| Task objective |
For the material below, return exactly the lines starting at the one holding "Target: brown ceramic pot" and ending at the one holding "Given the photo above, point to the wooden bench", counting both as part of the range.

| Material shown |

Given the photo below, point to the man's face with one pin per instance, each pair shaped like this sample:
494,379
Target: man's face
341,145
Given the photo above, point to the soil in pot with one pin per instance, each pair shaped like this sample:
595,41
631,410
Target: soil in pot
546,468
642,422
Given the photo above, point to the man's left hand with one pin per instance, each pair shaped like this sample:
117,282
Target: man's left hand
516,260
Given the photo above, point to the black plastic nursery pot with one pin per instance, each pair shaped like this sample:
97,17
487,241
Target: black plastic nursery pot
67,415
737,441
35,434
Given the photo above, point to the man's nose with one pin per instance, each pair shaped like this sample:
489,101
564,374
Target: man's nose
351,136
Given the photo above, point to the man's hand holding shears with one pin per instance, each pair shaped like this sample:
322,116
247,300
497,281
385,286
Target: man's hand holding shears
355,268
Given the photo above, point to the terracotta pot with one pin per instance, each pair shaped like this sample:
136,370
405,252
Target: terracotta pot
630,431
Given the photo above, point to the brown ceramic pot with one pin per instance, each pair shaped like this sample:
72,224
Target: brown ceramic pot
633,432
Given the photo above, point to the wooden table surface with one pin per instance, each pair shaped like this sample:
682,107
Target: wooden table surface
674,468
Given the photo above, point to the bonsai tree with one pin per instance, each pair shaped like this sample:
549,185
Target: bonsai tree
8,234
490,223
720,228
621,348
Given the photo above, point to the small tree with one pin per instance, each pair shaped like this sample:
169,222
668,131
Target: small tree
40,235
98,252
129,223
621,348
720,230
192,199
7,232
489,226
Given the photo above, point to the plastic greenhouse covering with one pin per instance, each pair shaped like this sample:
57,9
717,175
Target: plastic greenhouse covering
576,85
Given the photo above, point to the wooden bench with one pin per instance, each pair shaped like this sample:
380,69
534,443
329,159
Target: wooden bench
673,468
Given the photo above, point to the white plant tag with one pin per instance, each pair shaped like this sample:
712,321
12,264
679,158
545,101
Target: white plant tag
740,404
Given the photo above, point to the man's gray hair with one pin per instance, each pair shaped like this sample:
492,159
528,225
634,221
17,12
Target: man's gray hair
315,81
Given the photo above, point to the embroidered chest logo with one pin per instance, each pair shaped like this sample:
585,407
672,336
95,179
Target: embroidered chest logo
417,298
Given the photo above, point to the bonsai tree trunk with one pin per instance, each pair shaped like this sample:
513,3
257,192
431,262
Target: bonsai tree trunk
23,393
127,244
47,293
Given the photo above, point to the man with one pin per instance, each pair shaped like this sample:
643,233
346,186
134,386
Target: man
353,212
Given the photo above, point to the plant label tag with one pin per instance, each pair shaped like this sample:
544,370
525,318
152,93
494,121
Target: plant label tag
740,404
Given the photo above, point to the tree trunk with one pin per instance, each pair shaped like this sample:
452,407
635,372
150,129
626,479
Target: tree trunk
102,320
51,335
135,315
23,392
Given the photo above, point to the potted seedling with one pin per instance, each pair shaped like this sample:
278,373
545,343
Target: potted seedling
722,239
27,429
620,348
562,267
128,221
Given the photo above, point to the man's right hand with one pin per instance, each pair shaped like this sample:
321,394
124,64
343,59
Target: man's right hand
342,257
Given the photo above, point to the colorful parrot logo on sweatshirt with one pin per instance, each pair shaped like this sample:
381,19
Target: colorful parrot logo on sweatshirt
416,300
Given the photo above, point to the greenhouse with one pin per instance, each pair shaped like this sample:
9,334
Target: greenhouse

| Reply |
Target: brown ceramic pot
633,432
Given the photo above, point to the wooden table surface with one pin per instance, each pair shaped like this sample:
682,107
Target: wooden table surface
674,468
Given the photo above, point to the bonsai tree with one pin per instance, each pair shaped like this sample:
549,185
Target: bonsai tree
8,234
490,223
720,228
621,348
Given the photo above, point to the small tree with one pin per instance, each pair shaped like this sample:
169,222
668,131
Target: small tree
40,235
98,252
129,223
621,348
720,230
192,199
7,232
489,226
Given the photo above, point to the plastic greenhouse covering with one pin per instance, each pair shaped like this sample:
57,9
717,175
Target: plastic greenhouse covering
576,85
Given the photo above, point to the wooden bench with one pin per instance, each pair shaped like this sample:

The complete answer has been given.